Copy the data from the line with "Pick out the kicking" up to and including the line with "pixel 871 616", substituting "jar" for "bottle" and leaving everything else as it is.
— START OF STORED RECORDS —
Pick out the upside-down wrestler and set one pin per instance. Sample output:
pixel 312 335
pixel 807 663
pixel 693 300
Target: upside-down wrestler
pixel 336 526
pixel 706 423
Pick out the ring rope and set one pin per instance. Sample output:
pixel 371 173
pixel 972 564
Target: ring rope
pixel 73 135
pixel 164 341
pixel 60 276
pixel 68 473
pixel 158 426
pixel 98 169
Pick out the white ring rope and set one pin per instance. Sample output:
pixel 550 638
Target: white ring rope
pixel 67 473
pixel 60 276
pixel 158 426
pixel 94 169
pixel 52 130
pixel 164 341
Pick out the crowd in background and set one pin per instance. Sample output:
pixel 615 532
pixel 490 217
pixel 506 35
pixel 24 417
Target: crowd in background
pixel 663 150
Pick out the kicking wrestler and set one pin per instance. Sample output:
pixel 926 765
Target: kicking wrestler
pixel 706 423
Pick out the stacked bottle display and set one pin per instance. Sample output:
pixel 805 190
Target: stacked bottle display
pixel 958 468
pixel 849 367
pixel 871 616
— END OF STORED RECORDS —
— START OF STORED RECORDS —
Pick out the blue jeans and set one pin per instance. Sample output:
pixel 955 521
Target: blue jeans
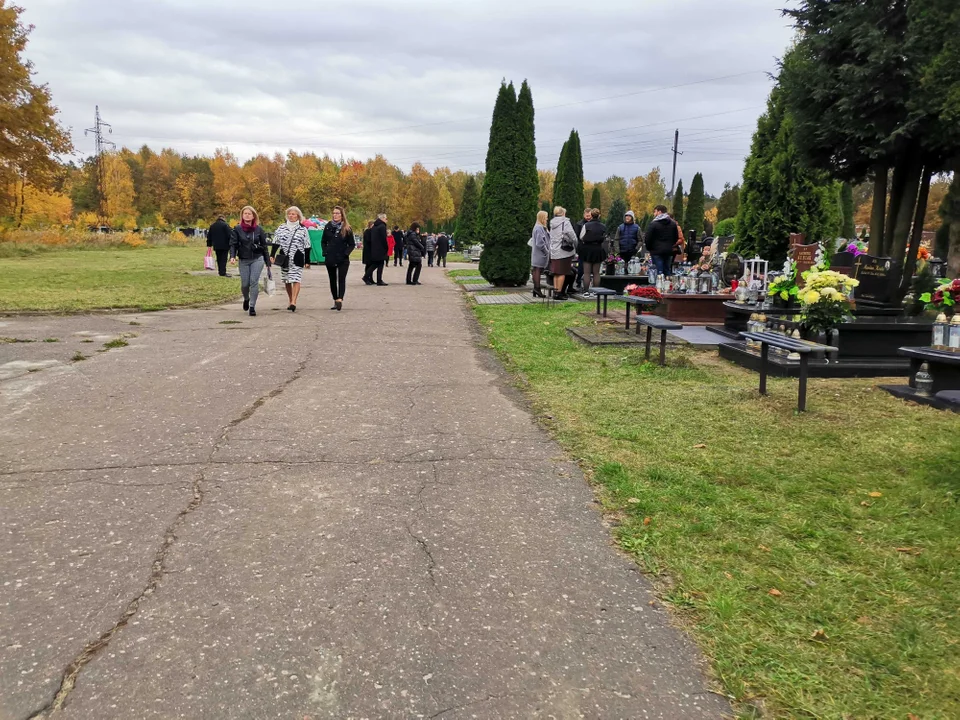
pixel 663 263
— END OF STORED RECORDS —
— START OF STORED RECORDS —
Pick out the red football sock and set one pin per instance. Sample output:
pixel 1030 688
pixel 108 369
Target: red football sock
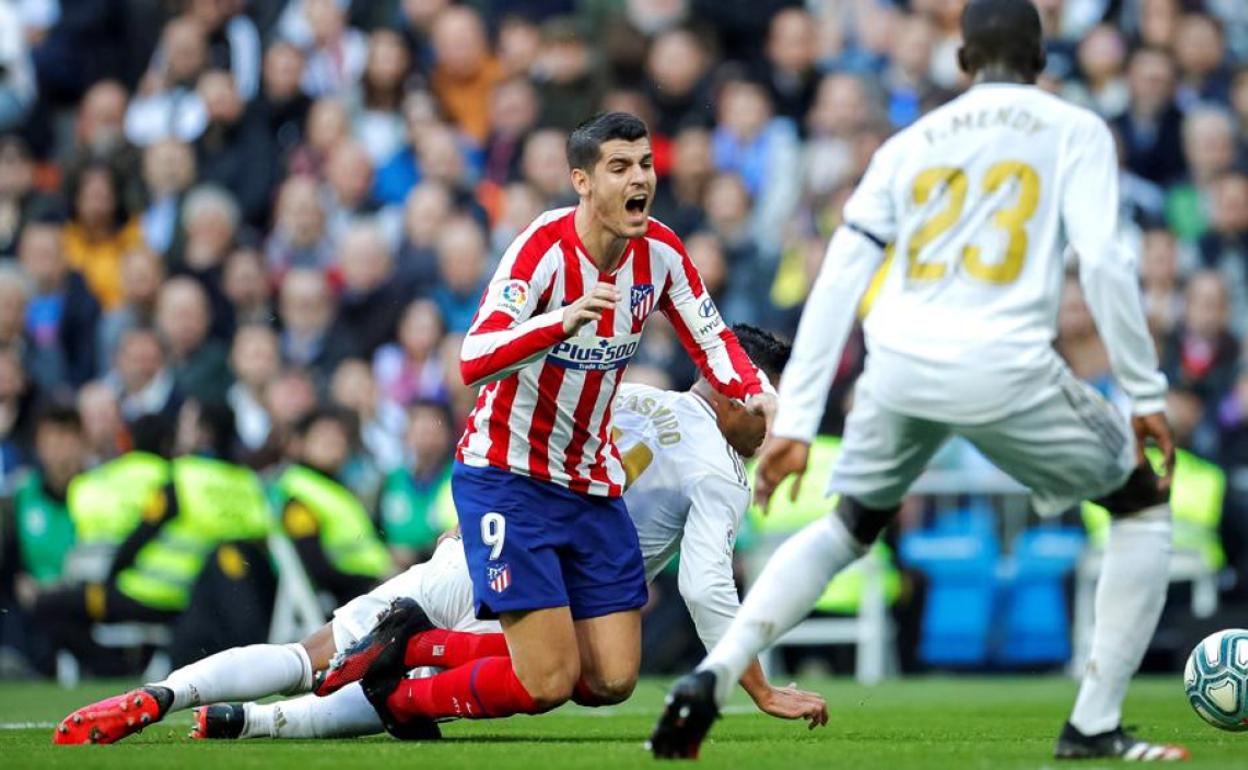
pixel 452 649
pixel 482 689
— END OF STORED RECORDS —
### COMPLETE ANSWER
Pick out the kicking wrestler and set one pin per instance. Sample output:
pixel 926 765
Target: kicking wrestler
pixel 706 423
Pick out the stacked jar display and set one pin per instance. Sample output:
pixel 805 190
Target: stacked jar display
pixel 958 468
pixel 849 367
pixel 871 616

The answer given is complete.